WHAT YOU NEED TO DO >> Without including the pictures, copy out every line below.

EXERCISE MATERIAL >>
----------------------------------------

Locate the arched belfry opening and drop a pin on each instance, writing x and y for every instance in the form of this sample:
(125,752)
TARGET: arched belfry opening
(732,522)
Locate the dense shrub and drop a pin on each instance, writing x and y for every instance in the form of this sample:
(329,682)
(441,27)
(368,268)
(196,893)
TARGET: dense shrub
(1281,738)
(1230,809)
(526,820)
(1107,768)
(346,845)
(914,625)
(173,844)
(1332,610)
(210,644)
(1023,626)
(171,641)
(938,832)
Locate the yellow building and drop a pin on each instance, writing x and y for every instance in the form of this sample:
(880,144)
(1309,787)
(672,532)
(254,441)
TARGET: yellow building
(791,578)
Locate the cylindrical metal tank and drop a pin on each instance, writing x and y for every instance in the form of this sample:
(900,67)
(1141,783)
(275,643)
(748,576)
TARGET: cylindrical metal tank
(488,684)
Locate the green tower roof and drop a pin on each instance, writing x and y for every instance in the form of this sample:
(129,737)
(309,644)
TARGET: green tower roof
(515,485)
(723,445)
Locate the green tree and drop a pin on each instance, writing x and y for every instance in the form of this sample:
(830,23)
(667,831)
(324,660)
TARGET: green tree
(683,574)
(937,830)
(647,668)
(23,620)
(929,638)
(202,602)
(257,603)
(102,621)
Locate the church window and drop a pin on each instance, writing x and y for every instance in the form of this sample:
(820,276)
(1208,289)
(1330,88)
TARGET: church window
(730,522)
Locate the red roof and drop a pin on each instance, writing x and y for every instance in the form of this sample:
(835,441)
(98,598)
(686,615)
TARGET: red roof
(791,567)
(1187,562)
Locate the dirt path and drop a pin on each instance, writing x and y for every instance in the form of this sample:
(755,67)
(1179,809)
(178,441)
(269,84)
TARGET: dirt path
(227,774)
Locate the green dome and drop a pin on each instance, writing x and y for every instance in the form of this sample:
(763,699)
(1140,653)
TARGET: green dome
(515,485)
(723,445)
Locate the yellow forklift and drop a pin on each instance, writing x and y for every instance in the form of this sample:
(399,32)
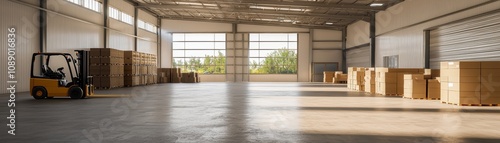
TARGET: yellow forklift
(46,83)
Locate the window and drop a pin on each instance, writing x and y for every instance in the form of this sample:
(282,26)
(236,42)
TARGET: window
(120,16)
(89,4)
(274,53)
(204,53)
(146,26)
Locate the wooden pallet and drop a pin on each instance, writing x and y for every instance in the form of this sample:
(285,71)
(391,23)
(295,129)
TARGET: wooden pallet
(415,98)
(470,104)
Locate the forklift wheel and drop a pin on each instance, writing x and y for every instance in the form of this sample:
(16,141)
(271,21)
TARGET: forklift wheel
(39,92)
(75,92)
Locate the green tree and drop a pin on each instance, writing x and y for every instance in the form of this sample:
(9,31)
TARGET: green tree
(282,61)
(210,64)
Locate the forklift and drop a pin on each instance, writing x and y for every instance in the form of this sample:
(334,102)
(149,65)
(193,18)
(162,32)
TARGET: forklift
(47,83)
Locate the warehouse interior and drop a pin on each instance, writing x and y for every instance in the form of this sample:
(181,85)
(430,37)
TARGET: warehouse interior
(257,70)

----------------------------------------

CORRECT ANSWER >>
Locate the arched belfry opening and drop a pin on each instance, writing x and y for every instance in the form of this sample:
(125,752)
TARGET: arched belfry opening
(732,522)
Locate the dense shrub and drop a pin on each instance, writing x and y for every instance in the form of this sample:
(329,682)
(441,27)
(368,268)
(196,893)
TARGET: dense shrub
(1281,738)
(1230,809)
(526,820)
(1107,768)
(346,845)
(914,625)
(173,844)
(1332,610)
(210,644)
(1023,626)
(171,641)
(938,832)
Locate the yellow building and drop a pin on each instance, writing x and y for every instance in the form of this sample:
(880,144)
(1309,787)
(672,532)
(254,441)
TARGET: yellow building
(791,578)
Locate the cylindrical metal tank and drop a pin on each instance, writing x and y for every instance in the form of this sample:
(900,67)
(1141,783)
(275,643)
(748,576)
TARGET: cylindrical metal tank
(488,684)
Locate the green tower roof and drop a pin on each instance, writing x and y for every instance in the form of this sample:
(129,737)
(309,644)
TARGET: green tower roof
(515,485)
(723,445)
Locate the green tree and drop a pin on each instance, writing x and y for every instance in the form of this sample:
(830,23)
(667,831)
(324,660)
TARGET: green tree
(683,574)
(937,830)
(647,668)
(23,620)
(929,638)
(202,602)
(257,603)
(102,621)
Locate the church window and drop a pin on each instance, writing x and y for every instance in the form of this sample:
(820,276)
(1208,289)
(1330,88)
TARGET: church window
(730,522)
Locate the red roof and drop a pin on each instance, writing x and y for every instance in the form of this sample:
(835,441)
(98,598)
(686,615)
TARGET: red roof
(791,567)
(1187,562)
Locate the dirt path and drop a pin on each instance, writing x and y for every instance in the form of this sample:
(755,67)
(1179,809)
(178,441)
(269,84)
TARGET: dirt path
(227,774)
Locate the green dome and drop a pin on each instance, writing x and y for every instance in the form of this sample:
(763,699)
(1140,653)
TARGET: green dome
(515,485)
(723,445)
Locate the yellow forklift and drop a pin on each instance, writing x and y for every instance in the form of this sample:
(399,32)
TARGET: yellow forklift
(46,83)
Locate the window and drop a pin on each instance, writing x and y for every instance in the form of this sample:
(282,26)
(236,42)
TARGET: window
(120,16)
(89,4)
(274,53)
(204,53)
(146,26)
Locate the wooden pallet and drop a pin on each instance, writing x and y for every instance in the form of this sample:
(285,71)
(391,23)
(295,129)
TARGET: wooden pallet
(415,98)
(470,104)
Locate the forklift wheel and drop a pin on each instance, writing x and y for every instance in the form of this sample:
(16,141)
(271,21)
TARGET: forklift wheel
(39,92)
(75,92)
Locate the green tree and drop a pin on each instance, writing x and y for every instance in the form of this sample:
(9,31)
TARGET: green tree
(282,61)
(210,64)
Locate the forklift and drop a pin on each instance, writing x and y for every instance in the form of this sample:
(334,102)
(149,65)
(193,18)
(162,32)
TARGET: forklift
(47,83)
Locate the warehouse interior and drop a pin on each instance, writing x and y for every instance in the form of this sample:
(181,85)
(430,37)
TARGET: warehouse interior
(257,70)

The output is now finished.